[[ AVAILABLE DATA, beginning ]]

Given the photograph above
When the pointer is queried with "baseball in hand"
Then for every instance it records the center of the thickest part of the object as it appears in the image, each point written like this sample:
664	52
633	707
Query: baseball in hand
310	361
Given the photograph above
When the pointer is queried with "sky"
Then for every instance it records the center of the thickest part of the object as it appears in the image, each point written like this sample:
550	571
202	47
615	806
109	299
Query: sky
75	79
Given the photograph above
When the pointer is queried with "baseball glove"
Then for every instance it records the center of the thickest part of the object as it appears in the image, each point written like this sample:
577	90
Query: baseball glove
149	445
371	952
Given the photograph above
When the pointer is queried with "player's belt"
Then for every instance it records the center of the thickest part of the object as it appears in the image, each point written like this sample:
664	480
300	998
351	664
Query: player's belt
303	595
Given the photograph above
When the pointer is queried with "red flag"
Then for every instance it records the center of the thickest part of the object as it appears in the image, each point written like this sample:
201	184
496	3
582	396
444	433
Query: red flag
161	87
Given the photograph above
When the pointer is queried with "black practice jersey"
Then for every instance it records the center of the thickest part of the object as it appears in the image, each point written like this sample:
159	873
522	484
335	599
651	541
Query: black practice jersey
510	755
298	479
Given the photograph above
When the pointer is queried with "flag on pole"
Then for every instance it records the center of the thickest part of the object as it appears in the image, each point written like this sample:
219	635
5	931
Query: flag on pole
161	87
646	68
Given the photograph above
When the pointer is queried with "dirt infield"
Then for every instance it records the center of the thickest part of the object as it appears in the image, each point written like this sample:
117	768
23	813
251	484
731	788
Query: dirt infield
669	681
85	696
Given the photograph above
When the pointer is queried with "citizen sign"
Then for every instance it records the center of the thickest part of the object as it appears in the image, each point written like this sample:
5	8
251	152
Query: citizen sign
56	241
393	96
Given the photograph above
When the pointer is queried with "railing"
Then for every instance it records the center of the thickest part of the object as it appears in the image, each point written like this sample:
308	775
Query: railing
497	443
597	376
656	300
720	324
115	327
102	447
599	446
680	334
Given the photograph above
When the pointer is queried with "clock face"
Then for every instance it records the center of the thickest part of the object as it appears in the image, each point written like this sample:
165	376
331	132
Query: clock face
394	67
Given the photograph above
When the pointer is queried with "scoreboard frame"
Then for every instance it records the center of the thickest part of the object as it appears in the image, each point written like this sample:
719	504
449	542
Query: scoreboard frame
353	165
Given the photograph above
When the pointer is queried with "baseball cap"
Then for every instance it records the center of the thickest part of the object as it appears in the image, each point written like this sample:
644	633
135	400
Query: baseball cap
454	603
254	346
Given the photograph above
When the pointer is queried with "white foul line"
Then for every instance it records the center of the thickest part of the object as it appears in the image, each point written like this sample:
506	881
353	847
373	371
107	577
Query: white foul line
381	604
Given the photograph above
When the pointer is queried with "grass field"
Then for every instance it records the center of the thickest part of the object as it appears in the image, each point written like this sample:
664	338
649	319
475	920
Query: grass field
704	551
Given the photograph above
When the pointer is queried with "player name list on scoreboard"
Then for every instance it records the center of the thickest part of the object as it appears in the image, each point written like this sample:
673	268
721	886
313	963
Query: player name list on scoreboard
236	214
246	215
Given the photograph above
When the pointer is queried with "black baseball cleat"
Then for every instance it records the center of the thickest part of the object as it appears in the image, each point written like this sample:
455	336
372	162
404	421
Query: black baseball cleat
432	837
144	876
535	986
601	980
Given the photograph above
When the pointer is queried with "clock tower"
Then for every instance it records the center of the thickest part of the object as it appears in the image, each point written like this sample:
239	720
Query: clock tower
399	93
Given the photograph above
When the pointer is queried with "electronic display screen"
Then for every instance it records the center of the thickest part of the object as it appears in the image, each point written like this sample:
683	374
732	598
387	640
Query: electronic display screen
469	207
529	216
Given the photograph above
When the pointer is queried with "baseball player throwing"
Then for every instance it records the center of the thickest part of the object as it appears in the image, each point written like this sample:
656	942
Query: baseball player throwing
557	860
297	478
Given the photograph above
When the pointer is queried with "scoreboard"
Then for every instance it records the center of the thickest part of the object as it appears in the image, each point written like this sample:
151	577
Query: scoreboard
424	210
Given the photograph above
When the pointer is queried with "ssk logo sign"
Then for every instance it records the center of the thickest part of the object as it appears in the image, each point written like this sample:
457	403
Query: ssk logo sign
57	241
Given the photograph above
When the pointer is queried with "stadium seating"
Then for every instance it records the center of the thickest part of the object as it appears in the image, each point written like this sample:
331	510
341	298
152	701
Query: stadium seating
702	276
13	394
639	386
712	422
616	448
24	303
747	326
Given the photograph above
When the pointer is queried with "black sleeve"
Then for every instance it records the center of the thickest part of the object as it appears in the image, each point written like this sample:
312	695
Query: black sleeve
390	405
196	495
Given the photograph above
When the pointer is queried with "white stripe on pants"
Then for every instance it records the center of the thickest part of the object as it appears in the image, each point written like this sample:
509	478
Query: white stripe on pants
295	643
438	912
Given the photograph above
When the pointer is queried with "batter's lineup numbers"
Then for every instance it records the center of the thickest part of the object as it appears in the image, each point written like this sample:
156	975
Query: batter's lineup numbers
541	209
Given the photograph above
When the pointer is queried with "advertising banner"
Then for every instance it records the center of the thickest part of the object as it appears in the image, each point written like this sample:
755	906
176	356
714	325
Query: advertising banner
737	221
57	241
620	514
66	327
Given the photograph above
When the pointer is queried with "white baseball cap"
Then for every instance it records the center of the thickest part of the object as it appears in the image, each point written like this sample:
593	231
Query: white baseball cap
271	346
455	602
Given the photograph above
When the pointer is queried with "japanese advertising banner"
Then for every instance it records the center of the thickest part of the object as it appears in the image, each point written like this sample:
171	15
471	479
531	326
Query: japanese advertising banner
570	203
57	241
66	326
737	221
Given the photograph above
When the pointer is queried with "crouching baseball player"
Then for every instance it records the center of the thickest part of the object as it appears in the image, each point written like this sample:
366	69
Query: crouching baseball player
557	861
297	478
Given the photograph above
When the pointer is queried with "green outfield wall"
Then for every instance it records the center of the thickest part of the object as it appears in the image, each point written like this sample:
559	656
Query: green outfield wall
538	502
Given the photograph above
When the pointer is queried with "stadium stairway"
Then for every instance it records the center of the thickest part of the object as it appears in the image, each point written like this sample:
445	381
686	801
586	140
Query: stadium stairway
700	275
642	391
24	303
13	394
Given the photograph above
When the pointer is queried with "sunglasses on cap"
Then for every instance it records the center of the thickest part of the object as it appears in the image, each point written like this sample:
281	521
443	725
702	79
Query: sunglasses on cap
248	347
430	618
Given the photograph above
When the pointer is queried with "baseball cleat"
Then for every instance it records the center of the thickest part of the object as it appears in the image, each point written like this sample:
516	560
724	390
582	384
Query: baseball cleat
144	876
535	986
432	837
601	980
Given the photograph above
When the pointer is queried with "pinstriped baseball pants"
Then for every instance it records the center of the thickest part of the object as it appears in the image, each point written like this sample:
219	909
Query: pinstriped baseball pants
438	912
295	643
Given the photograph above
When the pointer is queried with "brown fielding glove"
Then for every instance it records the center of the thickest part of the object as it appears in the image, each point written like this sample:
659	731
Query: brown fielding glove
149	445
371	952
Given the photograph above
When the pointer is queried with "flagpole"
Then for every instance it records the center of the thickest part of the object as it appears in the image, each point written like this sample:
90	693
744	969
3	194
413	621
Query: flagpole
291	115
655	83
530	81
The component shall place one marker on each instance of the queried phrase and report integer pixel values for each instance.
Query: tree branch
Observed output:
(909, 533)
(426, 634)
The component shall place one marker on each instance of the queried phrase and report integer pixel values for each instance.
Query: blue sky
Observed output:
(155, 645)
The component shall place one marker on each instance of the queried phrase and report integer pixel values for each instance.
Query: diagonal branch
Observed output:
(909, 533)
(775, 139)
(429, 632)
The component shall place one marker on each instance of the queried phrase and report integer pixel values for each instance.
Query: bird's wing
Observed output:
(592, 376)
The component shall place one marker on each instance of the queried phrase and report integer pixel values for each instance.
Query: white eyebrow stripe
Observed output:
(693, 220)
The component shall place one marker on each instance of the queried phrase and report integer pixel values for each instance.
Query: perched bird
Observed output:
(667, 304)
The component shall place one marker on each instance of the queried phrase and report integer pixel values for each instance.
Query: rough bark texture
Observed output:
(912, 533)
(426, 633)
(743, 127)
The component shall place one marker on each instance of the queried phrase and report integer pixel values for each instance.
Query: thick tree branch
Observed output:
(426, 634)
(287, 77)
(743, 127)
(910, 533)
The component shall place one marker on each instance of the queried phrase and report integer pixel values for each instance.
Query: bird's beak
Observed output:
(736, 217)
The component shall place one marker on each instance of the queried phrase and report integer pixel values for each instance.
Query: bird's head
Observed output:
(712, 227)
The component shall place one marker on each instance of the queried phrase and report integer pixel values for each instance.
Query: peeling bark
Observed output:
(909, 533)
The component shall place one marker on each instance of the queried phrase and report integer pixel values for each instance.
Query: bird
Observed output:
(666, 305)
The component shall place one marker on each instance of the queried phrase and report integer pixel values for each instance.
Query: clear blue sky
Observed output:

[[ AVAILABLE DATA, end ]]

TRY IT:
The lines to extract from the data above begin with the line containing "Query: rough bark texture" and end with the line containing "Query: thick tree branch". Extract them exactly, including both.

YOUR RESPONSE:
Query: rough bark texture
Observed output:
(912, 533)
(426, 633)
(743, 127)
The component shall place one marker on each instance of the queried phrase and report integer pixel values for each instance.
Query: thick tree branch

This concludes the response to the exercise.